(Items from a dataset)
* * *

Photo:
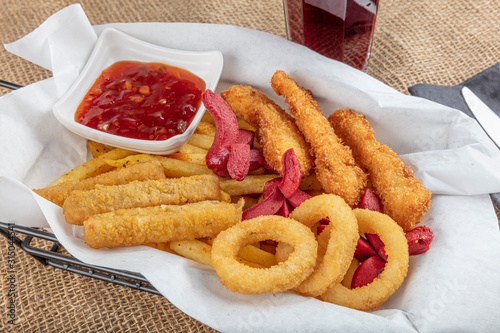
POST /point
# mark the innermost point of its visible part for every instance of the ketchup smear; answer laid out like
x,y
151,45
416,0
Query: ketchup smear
x,y
148,101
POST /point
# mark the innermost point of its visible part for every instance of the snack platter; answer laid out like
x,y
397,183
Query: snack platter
x,y
395,120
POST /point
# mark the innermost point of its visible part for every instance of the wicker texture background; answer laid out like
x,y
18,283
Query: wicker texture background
x,y
427,41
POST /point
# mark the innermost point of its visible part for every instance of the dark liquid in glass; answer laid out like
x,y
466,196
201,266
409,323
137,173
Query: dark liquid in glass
x,y
347,40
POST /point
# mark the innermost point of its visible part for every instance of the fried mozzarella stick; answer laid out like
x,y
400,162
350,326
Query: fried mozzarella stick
x,y
140,171
403,196
335,166
172,191
276,129
166,223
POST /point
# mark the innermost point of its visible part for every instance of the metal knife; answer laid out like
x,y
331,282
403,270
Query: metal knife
x,y
488,119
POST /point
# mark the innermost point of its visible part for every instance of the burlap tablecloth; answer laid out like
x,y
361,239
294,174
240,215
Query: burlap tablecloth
x,y
426,41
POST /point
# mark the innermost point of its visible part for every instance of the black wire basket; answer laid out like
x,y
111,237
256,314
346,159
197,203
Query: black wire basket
x,y
25,237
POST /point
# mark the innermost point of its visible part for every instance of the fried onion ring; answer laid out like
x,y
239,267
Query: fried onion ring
x,y
241,278
373,295
341,237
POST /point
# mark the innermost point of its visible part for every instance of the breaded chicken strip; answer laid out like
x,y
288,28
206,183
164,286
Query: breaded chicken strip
x,y
173,191
140,171
403,196
335,166
276,129
158,224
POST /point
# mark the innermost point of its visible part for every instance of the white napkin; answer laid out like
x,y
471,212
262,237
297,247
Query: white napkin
x,y
453,287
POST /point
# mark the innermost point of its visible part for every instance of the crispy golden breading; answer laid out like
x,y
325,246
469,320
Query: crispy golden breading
x,y
173,191
166,223
140,171
403,196
335,166
276,132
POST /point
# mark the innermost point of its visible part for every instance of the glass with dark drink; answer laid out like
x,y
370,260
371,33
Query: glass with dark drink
x,y
338,29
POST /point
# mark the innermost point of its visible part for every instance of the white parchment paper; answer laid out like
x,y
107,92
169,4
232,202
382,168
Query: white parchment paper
x,y
453,287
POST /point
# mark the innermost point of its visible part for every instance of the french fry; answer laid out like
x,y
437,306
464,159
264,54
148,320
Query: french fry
x,y
249,200
225,197
94,167
140,172
191,149
310,183
191,158
252,184
205,128
173,168
204,141
97,148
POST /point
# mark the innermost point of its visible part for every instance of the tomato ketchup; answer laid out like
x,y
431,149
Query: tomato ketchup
x,y
148,101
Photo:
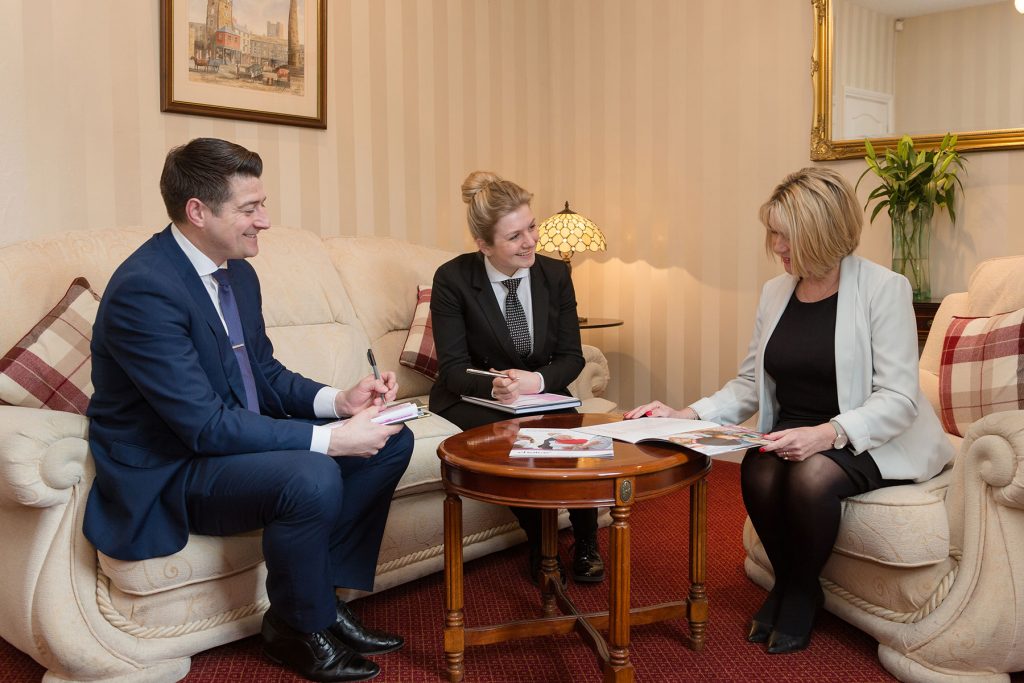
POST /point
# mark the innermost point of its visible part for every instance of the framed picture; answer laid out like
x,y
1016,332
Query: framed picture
x,y
252,59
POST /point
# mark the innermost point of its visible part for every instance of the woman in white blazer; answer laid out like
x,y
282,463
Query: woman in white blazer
x,y
833,371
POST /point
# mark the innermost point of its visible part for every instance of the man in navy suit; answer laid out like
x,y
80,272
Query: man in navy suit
x,y
196,427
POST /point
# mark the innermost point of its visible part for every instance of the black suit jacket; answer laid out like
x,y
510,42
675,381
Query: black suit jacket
x,y
470,331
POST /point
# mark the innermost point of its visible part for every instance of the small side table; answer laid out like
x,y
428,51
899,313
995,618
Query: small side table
x,y
475,464
594,323
924,312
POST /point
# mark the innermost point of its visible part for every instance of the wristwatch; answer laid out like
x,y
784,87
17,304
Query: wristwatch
x,y
841,440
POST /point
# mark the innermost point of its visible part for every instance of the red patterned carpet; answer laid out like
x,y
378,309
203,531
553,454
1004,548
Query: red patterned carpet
x,y
497,590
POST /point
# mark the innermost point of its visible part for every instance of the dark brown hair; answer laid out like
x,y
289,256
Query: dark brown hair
x,y
203,169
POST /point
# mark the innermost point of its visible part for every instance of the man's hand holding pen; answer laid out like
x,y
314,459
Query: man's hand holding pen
x,y
378,389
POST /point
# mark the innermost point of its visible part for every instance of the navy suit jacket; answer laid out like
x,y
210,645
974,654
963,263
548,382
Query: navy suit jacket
x,y
168,389
470,331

* * *

** Task to complete **
Extract the text of all the records above verbatim, excluding pictures.

** Reply **
Photo:
POST /point
# mark the innermost point of its visible part for every instance of the ketchup smear; answer laid out like
x,y
151,45
416,0
Query: ketchup smear
x,y
148,101
POST /point
# mark the innermost point of its visible part for every instance of the snack platter; answer laid out like
x,y
397,183
Query: snack platter
x,y
395,120
POST /point
# mark the innermost point of its visible part for every instance of the wicker texture background; answer laid out like
x,y
18,283
Query: wicker texture background
x,y
427,41
POST /point
# mark the innermost point of its visible part for every instance of the dark liquid in glass; answer laid out like
x,y
466,196
201,266
409,323
137,173
Query: dark liquid in glass
x,y
347,40
POST /point
# mark the innermost point of its visible part for every instance of the fried mozzarella stick; answer laid out like
x,y
400,162
350,326
Query: fried mozzarella stick
x,y
140,171
403,196
335,166
172,191
276,129
166,223
POST /point
# mark the innermost point of its visible part for every instance of the metal knife; answer laid out like
x,y
331,282
403,270
Query: metal knife
x,y
488,119
POST /point
# mark the innermost point of its visible part for every instance of the burlap tablecloth; answer laid out like
x,y
361,239
294,174
240,215
Query: burlap tablecloth
x,y
426,41
POST /point
# mark the innermost point of its visible part for every instance of the black wire basket; answer laid out like
x,y
111,237
256,314
346,159
197,203
Query: black wire basket
x,y
25,237
POST /point
# mark the innermost point of its visible part for every instance of the fried onion ring; answer laid out like
x,y
239,267
Query: fried onion ring
x,y
241,278
373,295
341,237
POST /point
# mark the innermost point of its visible part for every instance of the breaded chicken strip; answer laid out like
x,y
288,28
206,183
164,286
Query: breaded chicken strip
x,y
173,191
140,171
403,196
335,166
276,129
158,224
POST /point
# mark the innermost point of its visible part for every instance of the white napkin; answer laid out like
x,y
471,212
262,237
297,247
Query: white napkin
x,y
453,287
POST /point
# mark the innermost point of its visible part for every instance of the crispy golden breading; answer laid out like
x,y
325,246
469,320
Query: crispy golden breading
x,y
173,191
166,223
140,171
403,196
335,166
276,132
POST /point
# mark the innermost point of its visible part for every instance of the glass with dark drink; answer laid out like
x,y
370,260
371,33
Query: glass with dark drink
x,y
338,29
POST /point
# mark the innermost point of its visible part for every instance of the white parchment paper; answer laid out like
x,y
107,92
169,4
232,202
382,168
Query: white parchment paper
x,y
453,287
POST /point
# mark the innermost point of its visible part for every instance of the french fry; answer laid out like
x,y
437,306
464,159
264,54
148,320
Query: french fry
x,y
249,200
225,197
94,167
140,172
191,149
310,183
191,158
252,184
205,128
173,168
204,141
97,148
POST /point
# mark the innermost point of its visible part for every instance of the tomato ketchup; answer laid out like
x,y
431,149
Query: tomato ketchup
x,y
148,101
Photo:
POST /point
# mark the innermost point of its visible part for every instance of the framed picture; answer laid out like
x,y
1016,332
Query: framed picture
x,y
252,59
POST /point
# mark the innermost point of its visible part for every instance of the woman in white blazer; answer laid out like
x,y
282,463
Query: woman in white blazer
x,y
833,371
POST /point
# mark the innermost point of its visible part for every instance of the man in navy suit; answer laid out like
x,y
80,272
Query: man in navy suit
x,y
196,427
POST /point
# mark the innermost point of its visible part for every instance of the black suit jacket; answer laid out like
x,y
510,42
675,381
Query: black suit jacket
x,y
470,331
POST /point
# mark the innermost point of its visible part for every instance of the small side table; answer laid out like
x,y
428,51
899,313
995,618
Query: small side table
x,y
475,464
594,323
924,312
POST /point
# mark the innermost point of its visible part for every instance of the wristwatch; answer laid out like
x,y
784,87
17,304
Query: wristwatch
x,y
841,440
POST /point
# mark the innermost point of its visible part for every instance of the red patterned carpet; answer laid out like
x,y
378,309
203,531
553,454
1004,548
Query: red patterned carpet
x,y
497,590
POST /point
# mark the innermost point of its visible part for every instance of the dark brown hair; answer laid out like
x,y
289,256
Query: dark brown hair
x,y
203,169
POST /point
# mark the innermost point of its visible part for every instance of the man's hand holding pen; answer laid out like
x,y
314,459
Query: man's hand holding pen
x,y
378,389
POST /point
# mark the innermost point of its visible part for every instance of the navy suit jacket; answer laid out like
x,y
210,645
974,654
963,263
548,382
Query: navy suit jacket
x,y
168,389
470,331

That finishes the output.